> **Passage provided**:
__________
How to De-Stress before your FRM Exams

Estimated reading time: 4 minutes


Ways to get back on track

You may have studied for days, weeks or months prior to your forthcoming exams, but you are not at ease. Ultimately, stressing and nervousness aren’t going to work well for your desired outcome.

Luckily, there are options for such a situation. If you are one of those persons who get nervous and stressed before exams and want to discover a way to calm down, read further for tested ways to combat stress.


Schedule a “me time”

Whether it is a 30-minutes nap, a few minutes to sit and take deep breaths, or a short break from hitting the books, alone-time needs to be a vital part of your preparation process.

It is the only time you do not have to deal with negativity and distractions from friends and family.

A well-planned outage puts your mind at peace and even allows you to better retain the information you studied as you wait for the big day.

Music can be an integral part of your plan. Science shows that certain music types have immense psychological and emotional effects on humans and animals.

Negative psychological states such as nervousness, depression, and anxiety can strongly be affected by music.

If you notice yourself getting tense, listen to some soothing music to calm your nerves.


Try aromatherapy

Scientists are yet to give conclusive evidence of the wonders of aromatherapy medically. However, recent studies and trials have proven a strong link between aromatherapy and lower anxiety levels.

You can use aromatherapy in different ways, such as topical, inhalation, or oral. Breathing in essential oils combined with natural scents is the most common form of aromatherapy.

If you find yourself getting jittery, aromatherapy may help calm your nerves. Some of the most common essential oils and aromatherapy scents to help you to de-stress include;

  • Jasmine
  • Clary sage
  • Lemon or Yuzu
  • Lavender
  • Bergamot


Pace yourself

Waiting until the last minute to study is never known to yield much fruit. ‘Cramming’ is not recommended since your mind cannot fully (and properly) absorb everything in a short period.
__________
(Collected data)

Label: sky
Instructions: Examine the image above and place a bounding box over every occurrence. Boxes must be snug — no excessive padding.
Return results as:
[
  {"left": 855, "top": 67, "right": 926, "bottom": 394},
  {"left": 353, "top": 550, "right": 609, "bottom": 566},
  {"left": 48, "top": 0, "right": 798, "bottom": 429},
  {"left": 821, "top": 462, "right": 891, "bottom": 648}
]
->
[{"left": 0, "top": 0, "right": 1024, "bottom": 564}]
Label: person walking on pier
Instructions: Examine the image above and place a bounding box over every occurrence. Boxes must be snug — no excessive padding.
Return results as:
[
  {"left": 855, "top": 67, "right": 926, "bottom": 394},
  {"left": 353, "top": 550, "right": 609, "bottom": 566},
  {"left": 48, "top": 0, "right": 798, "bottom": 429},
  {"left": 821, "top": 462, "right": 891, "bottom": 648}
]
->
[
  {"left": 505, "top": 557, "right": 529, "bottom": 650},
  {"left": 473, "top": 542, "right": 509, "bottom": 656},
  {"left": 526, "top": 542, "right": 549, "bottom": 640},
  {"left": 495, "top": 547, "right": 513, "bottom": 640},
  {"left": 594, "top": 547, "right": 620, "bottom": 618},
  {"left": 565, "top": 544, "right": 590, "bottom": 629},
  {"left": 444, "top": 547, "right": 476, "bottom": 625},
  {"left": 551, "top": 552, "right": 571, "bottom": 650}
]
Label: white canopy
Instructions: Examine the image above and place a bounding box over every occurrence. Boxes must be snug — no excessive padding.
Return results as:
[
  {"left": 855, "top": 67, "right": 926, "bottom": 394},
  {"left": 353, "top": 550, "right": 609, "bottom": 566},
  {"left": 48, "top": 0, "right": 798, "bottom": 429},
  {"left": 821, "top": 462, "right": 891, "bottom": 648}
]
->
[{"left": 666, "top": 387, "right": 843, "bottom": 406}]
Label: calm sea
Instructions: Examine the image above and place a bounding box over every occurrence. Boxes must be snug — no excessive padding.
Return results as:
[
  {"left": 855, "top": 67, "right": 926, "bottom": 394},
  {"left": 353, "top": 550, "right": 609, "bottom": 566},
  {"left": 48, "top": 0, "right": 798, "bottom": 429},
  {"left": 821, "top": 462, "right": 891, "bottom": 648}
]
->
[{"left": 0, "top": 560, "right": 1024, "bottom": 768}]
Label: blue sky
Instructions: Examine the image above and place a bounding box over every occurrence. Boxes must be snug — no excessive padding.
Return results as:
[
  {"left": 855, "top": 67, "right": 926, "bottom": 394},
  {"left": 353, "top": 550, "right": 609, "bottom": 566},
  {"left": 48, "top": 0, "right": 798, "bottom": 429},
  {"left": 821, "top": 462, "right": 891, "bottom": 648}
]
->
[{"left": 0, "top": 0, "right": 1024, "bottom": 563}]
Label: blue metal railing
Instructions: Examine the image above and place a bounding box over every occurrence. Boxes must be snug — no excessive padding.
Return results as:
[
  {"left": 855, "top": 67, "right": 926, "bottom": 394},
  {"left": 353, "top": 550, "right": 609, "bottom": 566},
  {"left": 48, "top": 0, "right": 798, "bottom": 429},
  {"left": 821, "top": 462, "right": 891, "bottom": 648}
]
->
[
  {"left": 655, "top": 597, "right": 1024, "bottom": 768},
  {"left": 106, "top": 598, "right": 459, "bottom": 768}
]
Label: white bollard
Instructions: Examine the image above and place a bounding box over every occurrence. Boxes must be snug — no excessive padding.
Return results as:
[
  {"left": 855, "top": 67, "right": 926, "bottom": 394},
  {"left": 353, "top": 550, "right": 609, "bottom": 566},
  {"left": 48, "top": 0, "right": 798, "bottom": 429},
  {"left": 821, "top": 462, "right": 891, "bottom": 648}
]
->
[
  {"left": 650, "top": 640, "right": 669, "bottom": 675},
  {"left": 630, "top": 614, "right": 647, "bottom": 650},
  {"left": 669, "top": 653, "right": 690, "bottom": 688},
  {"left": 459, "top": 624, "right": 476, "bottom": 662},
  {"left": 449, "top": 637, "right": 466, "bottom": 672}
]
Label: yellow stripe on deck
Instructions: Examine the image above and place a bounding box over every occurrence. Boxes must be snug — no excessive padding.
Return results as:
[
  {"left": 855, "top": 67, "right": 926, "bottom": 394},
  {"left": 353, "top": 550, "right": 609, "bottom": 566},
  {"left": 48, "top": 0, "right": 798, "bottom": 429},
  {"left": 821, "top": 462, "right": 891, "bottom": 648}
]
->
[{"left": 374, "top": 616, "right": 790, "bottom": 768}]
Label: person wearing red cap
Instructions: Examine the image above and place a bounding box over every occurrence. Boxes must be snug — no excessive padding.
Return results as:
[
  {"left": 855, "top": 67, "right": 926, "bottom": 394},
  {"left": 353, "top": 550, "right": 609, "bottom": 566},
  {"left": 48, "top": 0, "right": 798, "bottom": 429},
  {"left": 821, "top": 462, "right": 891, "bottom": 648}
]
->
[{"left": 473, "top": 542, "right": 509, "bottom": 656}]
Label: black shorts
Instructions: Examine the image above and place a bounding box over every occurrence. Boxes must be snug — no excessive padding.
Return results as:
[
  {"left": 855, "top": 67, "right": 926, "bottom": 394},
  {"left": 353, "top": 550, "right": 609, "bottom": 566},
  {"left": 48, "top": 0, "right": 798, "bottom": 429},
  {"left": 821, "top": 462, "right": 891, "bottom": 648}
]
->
__________
> **Task instructions**:
1/ In the article on de-stressing before FRM exams, rewrite the paragraph beginning "You can use aromatherapy in different ways" as a short bulleted list.
2/ According to the article on de-stressing before FRM exams, why is cramming not recommended?

> **Replies**:
1/
- Aromatherapy can be used topically, by inhalation, or orally.
- The most common form is breathing in essential oils combined with natural scents.

2/ Your mind cannot fully and properly absorb everything in a short period.